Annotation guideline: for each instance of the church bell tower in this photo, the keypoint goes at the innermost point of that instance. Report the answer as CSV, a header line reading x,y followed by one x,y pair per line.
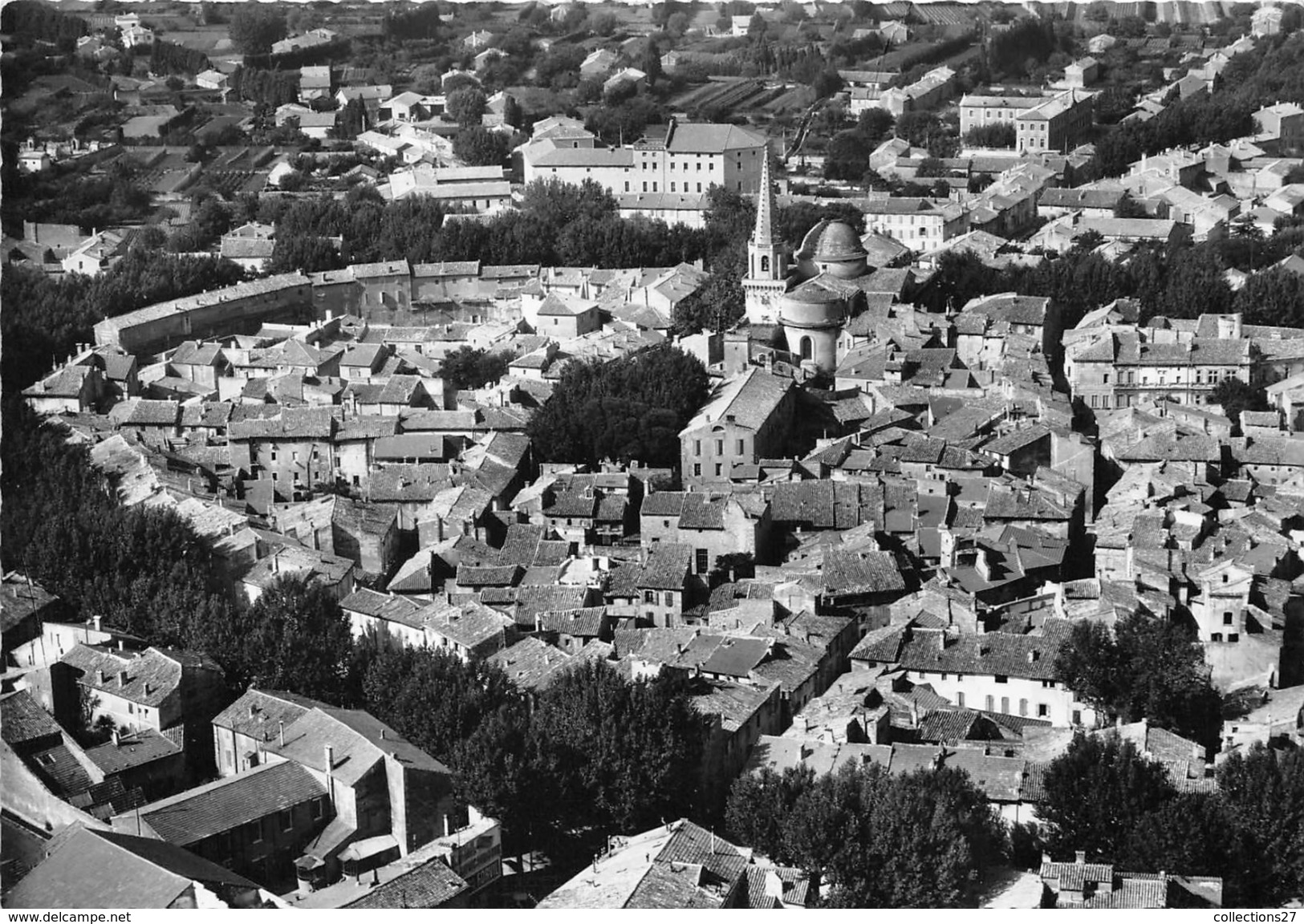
x,y
767,257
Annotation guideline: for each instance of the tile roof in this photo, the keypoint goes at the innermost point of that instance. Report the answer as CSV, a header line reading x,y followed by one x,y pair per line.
x,y
845,573
24,719
20,598
997,653
359,740
132,750
425,882
750,399
469,625
198,813
108,869
667,567
531,663
258,713
152,675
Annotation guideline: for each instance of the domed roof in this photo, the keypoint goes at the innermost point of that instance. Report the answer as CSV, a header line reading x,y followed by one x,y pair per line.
x,y
832,241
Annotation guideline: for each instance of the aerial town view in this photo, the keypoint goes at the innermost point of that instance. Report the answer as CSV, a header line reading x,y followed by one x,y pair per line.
x,y
653,455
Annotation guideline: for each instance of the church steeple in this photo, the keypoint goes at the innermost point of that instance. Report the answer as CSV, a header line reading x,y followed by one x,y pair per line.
x,y
765,233
767,258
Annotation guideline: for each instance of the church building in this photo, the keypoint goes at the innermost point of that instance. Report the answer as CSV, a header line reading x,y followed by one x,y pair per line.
x,y
813,295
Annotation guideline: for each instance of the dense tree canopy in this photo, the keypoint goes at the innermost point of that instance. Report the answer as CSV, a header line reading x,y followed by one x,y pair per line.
x,y
1148,669
465,106
292,638
1097,792
254,29
1264,790
433,698
144,569
45,318
473,368
879,841
632,408
1234,396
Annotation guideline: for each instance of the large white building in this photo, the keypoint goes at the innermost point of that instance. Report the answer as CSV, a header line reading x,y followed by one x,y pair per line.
x,y
676,160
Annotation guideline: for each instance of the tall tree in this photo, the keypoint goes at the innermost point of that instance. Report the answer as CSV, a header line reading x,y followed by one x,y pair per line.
x,y
1151,669
292,638
433,698
1097,792
629,408
759,805
465,106
1234,396
479,146
1264,790
254,29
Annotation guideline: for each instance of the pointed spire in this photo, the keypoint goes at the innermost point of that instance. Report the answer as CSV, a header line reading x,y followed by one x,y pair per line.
x,y
765,233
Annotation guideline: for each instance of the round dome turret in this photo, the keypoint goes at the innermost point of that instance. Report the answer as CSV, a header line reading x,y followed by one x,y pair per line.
x,y
835,248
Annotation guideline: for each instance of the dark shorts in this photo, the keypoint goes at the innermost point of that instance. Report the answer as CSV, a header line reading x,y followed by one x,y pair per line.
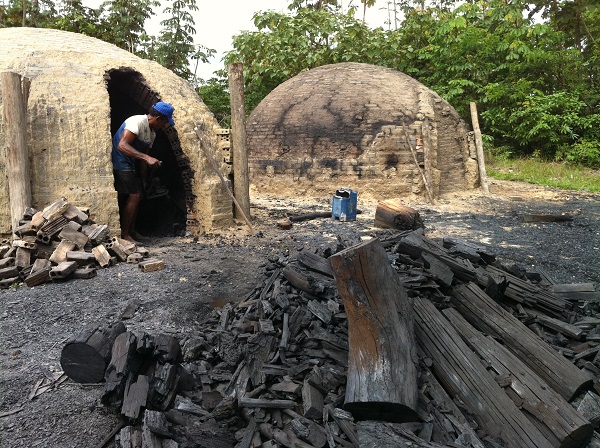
x,y
127,182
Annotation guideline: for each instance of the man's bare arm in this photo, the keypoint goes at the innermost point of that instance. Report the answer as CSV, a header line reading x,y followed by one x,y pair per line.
x,y
126,147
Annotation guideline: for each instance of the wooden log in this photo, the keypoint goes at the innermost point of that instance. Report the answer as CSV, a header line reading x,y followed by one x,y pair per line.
x,y
463,375
392,214
554,416
309,216
74,213
80,257
382,368
78,238
374,434
102,255
63,270
14,116
60,253
488,317
547,218
151,265
479,149
241,183
86,354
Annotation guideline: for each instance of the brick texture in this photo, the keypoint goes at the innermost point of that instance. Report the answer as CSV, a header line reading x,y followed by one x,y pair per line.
x,y
348,123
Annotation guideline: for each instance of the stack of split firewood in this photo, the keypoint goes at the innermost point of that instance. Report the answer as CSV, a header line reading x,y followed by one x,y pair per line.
x,y
398,341
60,242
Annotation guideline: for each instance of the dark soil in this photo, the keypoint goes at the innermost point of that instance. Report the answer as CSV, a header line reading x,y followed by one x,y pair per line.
x,y
225,266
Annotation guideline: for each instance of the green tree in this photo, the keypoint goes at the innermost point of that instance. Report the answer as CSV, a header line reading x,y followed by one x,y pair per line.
x,y
175,47
38,13
125,20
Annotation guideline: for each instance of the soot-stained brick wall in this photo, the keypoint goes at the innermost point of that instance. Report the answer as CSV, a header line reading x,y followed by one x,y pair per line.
x,y
353,123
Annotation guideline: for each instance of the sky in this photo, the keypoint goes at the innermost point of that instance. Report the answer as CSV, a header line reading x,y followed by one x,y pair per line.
x,y
217,21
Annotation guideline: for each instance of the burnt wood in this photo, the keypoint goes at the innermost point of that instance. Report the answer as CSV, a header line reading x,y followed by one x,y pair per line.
x,y
382,370
392,214
554,416
86,354
464,376
490,318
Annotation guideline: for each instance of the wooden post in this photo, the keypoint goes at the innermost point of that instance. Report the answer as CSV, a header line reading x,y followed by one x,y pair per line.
x,y
17,154
382,362
479,147
241,185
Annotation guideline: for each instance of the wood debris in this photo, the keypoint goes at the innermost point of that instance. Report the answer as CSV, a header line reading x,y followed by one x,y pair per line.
x,y
501,359
60,242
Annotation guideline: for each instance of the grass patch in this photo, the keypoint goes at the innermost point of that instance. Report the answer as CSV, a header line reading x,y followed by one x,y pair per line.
x,y
549,174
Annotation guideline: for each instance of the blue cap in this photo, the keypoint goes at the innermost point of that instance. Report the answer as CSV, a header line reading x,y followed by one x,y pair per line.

**GOAL OF THE EXERCISE**
Exclude the pictures and transcribe all of the entries exactly.

**TASK RESPONSE**
Annotation guideline: for each instance of the church bell tower in this photo, the keypoint goes at the innermost point of that instance. Report the answer as CSV, a header line reading x,y followed by one x,y pair per line.
x,y
767,257
Annotation guideline: for each instance of the tile roof in this photo, the keypoint goes at the innermost point of that instance. Report the answer as CSV, a header line reading x,y followed by one x,y pair per line.
x,y
845,573
24,719
20,598
997,653
359,740
132,750
425,882
750,399
469,625
198,813
108,869
667,567
531,663
258,713
152,675
Annotation guideline: for each instance of the domed roof in this photo, the keypoint goes at the innermost point of that instance. Report the answer as CSV, a header line reading x,y followed by one x,y pair per line.
x,y
832,241
Annotation guideline: for each instance of the aerial town view in this photo, the keypoint goes at the innermost point of that instance. Report the answer as CSV, a header line reading x,y followed by one x,y pair per line.
x,y
653,455
Annotation guideline: for each instance of the church steeple in this photo, the keypoint goes at the innermost point of that instance. Report the answer as CSV, a header line reading x,y followed by one x,y pair per line.
x,y
765,233
767,258
Annotation guideline: for each instance of the church building in this photo, the keypoint goes at the innermost point of that instance. Report the answer as CSV, a header line reading x,y followed by one x,y pair per line.
x,y
813,295
Annotation guideline: for each instance of the dense tree canopy in this photo, the keypoint goes at the innermost point of that instance. Report the answer as CSV, a header line reading x,y followed by one x,y pair per line.
x,y
1148,669
465,106
292,638
1097,792
254,29
1264,790
433,698
144,569
45,318
473,368
879,841
632,408
1234,396
Annotation guideline: for each instance of the large white building in this photo, the keypoint goes at the innermost point of that instance. Report the answer as CSV, a header line reading x,y followed by one x,y pair per line.
x,y
676,160
Annotation guideline: for each instance of the tall tree in this photo, the keypoint goes at the innermost point of that instance. Report the answer as CSV, a header line reading x,y followed by one x,y pair per line.
x,y
1151,669
292,638
433,698
1097,792
629,408
759,805
465,106
1234,396
479,146
1264,790
254,29
Annotation guideline: for each instance of the pointed spire in this photo, the keypoint goes at the innermost point of that instance. Report the answer as CSV, a header line reading x,y followed by one x,y pair per line.
x,y
765,233
Annotation guideline: for each instance of the round dome turret in this photo, the keypoint goes at the innermost point of that instance. Report the answer as CSV, a header line reading x,y followed by one x,y pair per line.
x,y
835,248
Annotation guideline: for each instance of the dark shorts in this photo, the keypoint goes at the innermost point of that instance. Report the answer as CSV, a header line reading x,y followed by one x,y pair per line.
x,y
127,182
Annotation guideline: for each instance of the man's bare arm in this photo, the keypoint goes at the innermost point of that instance. Report the answer as CSV, a header line reading x,y followed by one x,y pair per line.
x,y
126,147
Annotation guideline: for each instance of the wooden log in this photo, the keypoint goes at the innermost point of that instance. Report the answer as CSV, a header line reading x,y followed by one x,y pair per line.
x,y
463,375
392,214
554,416
309,216
74,213
80,257
382,368
78,238
374,434
102,255
63,270
14,116
60,253
488,317
547,218
151,265
479,149
241,183
86,354
Annotation guideline: for each instance of the brick texture in this photo, the keypoint goes at the innermost point of that instance. Report the answer as CSV, a header line reading x,y followed by one x,y pair per line.
x,y
348,123
Annotation guideline: for each instance of the stack of split firewood in this photo, the keypoint goes at the innermost point of that instance. Report the answer as CSV, a header line reading x,y followed by one x,y pair per line.
x,y
398,341
60,242
Annotation guideline: for each instance of the dark soil in this photo, the keypoint goes at the innermost point of that instance. Report the answer as CSV, a header line reading x,y followed by one x,y pair per line.
x,y
225,266
Annotation guideline: for each instance of the green tree in this photo, the keypoint goes at the innermost point of that instance. Report the answer as CSV, a header line reading x,y followed by one x,y pair per line.
x,y
175,47
38,13
125,20
Annotation guideline: for each instance of the soot-stained brick wall in this photo, the keypoint goes at the innermost point of that instance. Report the answer as CSV, a header line reading x,y followed by one x,y pair per line.
x,y
353,123
Annotation guideline: for each instance of the sky in this photo, the keypoint goes at the innermost point of that instance. Report the answer as CSV, a header line reading x,y followed by one x,y pair per line.
x,y
217,21
Annotation guideline: for each instance of the burnt wood in this photo, the keypoint goes at the innermost point of that instance. Report the answer as CSV, a header line reading x,y followed by one x,y pair per line.
x,y
382,370
392,214
554,416
86,354
464,376
490,318
Annotation guideline: for each instance of the wooden post in this photo, the keypoint goes at the innermost point of that instance. Report the answer as CSV, a header line reading x,y followed by one x,y pair per line.
x,y
17,154
382,362
479,147
241,185
Annotation guideline: for each instance of the wood debris in this photo, the keypoint goes at the innermost point of that instance. Report the answer as CSV, a header line reading x,y followed by one x,y pair per line.
x,y
501,359
60,242
Annotation guideline: for each instance of the grass patch in this photo, the keypoint goes at the innermost point of that instance. Report the answer as CSV, a header line reading x,y followed by one x,y pair per line.
x,y
549,174
Annotation guideline: for each instance of the blue cap in this photo, the keypoint goes at the innermost point of that instance. Report the answer as CSV, a header line reading x,y followed by one x,y pair per line.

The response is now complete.